Líneas:
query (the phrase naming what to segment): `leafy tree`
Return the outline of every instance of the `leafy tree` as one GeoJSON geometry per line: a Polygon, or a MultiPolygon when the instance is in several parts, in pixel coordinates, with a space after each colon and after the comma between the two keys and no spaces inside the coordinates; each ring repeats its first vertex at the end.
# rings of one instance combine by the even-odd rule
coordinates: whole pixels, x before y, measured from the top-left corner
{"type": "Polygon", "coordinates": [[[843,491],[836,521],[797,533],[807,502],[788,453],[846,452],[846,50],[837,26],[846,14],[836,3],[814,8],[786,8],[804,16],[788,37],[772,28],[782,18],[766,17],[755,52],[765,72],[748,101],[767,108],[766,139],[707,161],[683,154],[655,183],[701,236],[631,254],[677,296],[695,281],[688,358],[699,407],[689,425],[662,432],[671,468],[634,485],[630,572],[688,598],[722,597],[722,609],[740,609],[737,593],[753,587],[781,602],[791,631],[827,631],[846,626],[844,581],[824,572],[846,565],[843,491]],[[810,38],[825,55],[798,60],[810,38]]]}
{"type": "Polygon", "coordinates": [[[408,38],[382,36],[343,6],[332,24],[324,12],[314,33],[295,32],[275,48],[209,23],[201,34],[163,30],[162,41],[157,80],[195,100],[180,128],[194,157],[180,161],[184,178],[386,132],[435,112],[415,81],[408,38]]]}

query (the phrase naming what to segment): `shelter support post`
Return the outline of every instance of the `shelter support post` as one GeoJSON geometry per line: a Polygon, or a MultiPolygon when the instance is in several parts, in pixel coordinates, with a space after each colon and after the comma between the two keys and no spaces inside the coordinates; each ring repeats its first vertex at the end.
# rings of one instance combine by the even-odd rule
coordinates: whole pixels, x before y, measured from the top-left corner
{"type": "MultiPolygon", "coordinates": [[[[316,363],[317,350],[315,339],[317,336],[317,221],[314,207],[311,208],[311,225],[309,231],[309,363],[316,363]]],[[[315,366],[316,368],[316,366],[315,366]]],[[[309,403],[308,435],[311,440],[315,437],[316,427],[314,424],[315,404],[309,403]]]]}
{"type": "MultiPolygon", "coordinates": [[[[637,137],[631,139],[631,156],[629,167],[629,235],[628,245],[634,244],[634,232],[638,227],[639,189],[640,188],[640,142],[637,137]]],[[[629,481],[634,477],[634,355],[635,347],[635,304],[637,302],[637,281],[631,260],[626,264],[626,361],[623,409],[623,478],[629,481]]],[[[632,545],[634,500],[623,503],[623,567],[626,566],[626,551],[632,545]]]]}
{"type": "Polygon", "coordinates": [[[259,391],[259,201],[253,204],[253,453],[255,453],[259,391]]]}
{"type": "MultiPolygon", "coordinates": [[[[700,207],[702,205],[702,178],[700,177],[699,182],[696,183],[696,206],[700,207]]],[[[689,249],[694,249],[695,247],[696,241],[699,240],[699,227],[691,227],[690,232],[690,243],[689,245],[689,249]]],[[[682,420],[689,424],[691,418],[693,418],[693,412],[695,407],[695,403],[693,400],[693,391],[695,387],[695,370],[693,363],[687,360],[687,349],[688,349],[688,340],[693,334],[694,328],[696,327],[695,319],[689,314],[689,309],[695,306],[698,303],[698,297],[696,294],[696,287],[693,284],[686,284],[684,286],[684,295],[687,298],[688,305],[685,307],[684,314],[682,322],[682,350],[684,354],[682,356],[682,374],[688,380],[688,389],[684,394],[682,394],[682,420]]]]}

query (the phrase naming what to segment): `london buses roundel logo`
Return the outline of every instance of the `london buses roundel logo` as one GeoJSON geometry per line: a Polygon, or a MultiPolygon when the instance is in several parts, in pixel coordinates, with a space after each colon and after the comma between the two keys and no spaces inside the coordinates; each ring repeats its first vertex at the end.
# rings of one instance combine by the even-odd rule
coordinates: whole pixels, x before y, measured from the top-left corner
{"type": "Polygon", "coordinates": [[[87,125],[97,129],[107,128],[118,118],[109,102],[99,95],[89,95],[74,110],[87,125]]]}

Tarea:
Extrae todas las líneas de arriba que contengan la cadena "spaces" y cópialas tal como aparecen.

Respuesta esperada:
Return the outline of every instance of the `leafy tree` as one GeoJSON geometry per line: a Polygon, or a MultiPolygon when the instance is in several parts, in pixel coordinates, with a space after each colon and after the comma between the two keys and no spaces inside the coordinates; each ring repeats its first vertex at the end.
Return the outline of every instance of the `shelter support post` as one GeoJSON geometry per line: a Polygon, or a MultiPolygon when the instance is in several parts, in pixel coordinates, with a space after each colon and after the comma between the two keys and no spaces inside the coordinates; each ring repeats its first vertex at the end.
Return the outline of every instance of the `london buses roundel logo` as one GeoJSON geometry per line: a Polygon, or a MultiPolygon when the instance is in several parts, in pixel coordinates, with a space after each colon and after the comma between the two keys and no spaces inside the coordinates; each ring repeats its first vertex at the end.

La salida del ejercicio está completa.